Filas proporcionadas —
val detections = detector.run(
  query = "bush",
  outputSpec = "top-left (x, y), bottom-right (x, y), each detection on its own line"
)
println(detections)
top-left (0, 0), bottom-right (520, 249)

Tu tarea — Reescala las filas de arriba y escríbelas todas de nuevo, con las solicitudes incluidas. Multiplica por 1,65 cada coordenada de las respuestas y redondea a números enteros, con las mitades hacia arriba.

Respuesta completa —
val detections = detector.run(
  query = "bush",
  outputSpec = "top-left (x, y), bottom-right (x, y), each detection on its own line"
)
println(detections)
top-left (0, 0), bottom-right (858, 411)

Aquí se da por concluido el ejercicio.